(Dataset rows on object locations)
Start

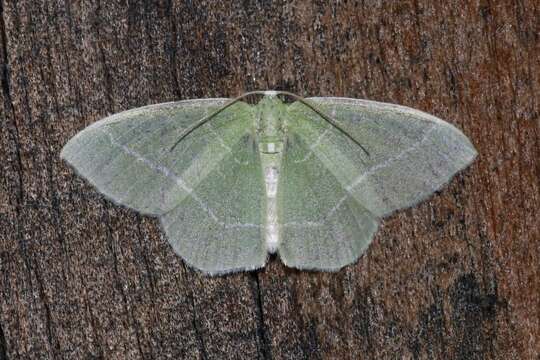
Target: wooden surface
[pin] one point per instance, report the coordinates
(456, 277)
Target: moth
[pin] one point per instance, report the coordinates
(232, 182)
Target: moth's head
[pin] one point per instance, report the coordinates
(271, 107)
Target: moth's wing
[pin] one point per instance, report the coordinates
(219, 228)
(411, 155)
(127, 157)
(322, 227)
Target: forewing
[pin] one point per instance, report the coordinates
(127, 156)
(411, 153)
(218, 228)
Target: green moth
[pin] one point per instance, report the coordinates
(232, 182)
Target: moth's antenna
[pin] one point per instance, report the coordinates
(205, 119)
(328, 119)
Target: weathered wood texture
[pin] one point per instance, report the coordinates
(456, 277)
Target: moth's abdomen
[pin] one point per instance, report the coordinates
(271, 146)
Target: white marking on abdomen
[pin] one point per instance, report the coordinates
(271, 175)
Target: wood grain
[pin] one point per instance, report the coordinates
(456, 277)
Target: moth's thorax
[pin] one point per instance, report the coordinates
(270, 124)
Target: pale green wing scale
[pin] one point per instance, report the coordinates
(332, 193)
(208, 191)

End

• [Work required]:
Can you turn the lines of every row above into a numbered list, skipping blank lines and leaving the pictures out?

• [Full response]:
1. Target: wooden surface
2. [pin] one point per instance, report the coordinates
3. (456, 277)
4. Target: moth
5. [pin] one point per instance, report the coordinates
6. (232, 182)
7. Target: moth's head
8. [pin] one point per instance, report the coordinates
9. (271, 107)
10. Target: moth's wing
11. [pin] one point per instance, report the coordinates
12. (219, 228)
13. (411, 155)
14. (127, 157)
15. (322, 227)
16. Target: forewing
17. [pin] one point per instance, report the coordinates
18. (127, 156)
19. (411, 153)
20. (218, 228)
21. Target: green moth
22. [pin] one point per instance, report the coordinates
23. (232, 182)
24. Target: moth's antenna
25. [pin] one point per instance, report the coordinates
26. (205, 119)
27. (328, 119)
28. Target: weathered wood texture
29. [pin] one point per instance, report the coordinates
30. (456, 277)
31. Target: moth's abdomen
32. [pin] one point per instance, report the coordinates
33. (271, 146)
34. Target: white marking on abdomen
35. [pin] one point per instance, report the coordinates
36. (271, 175)
37. Target: wood grain
38. [pin] one point per instance, report the coordinates
39. (456, 277)
40. Target: moth's thorax
41. [pin] one point per instance, report the coordinates
42. (270, 124)
43. Target: pale green wing scale
44. [pin] one point per instance, report the coordinates
45. (332, 193)
46. (208, 191)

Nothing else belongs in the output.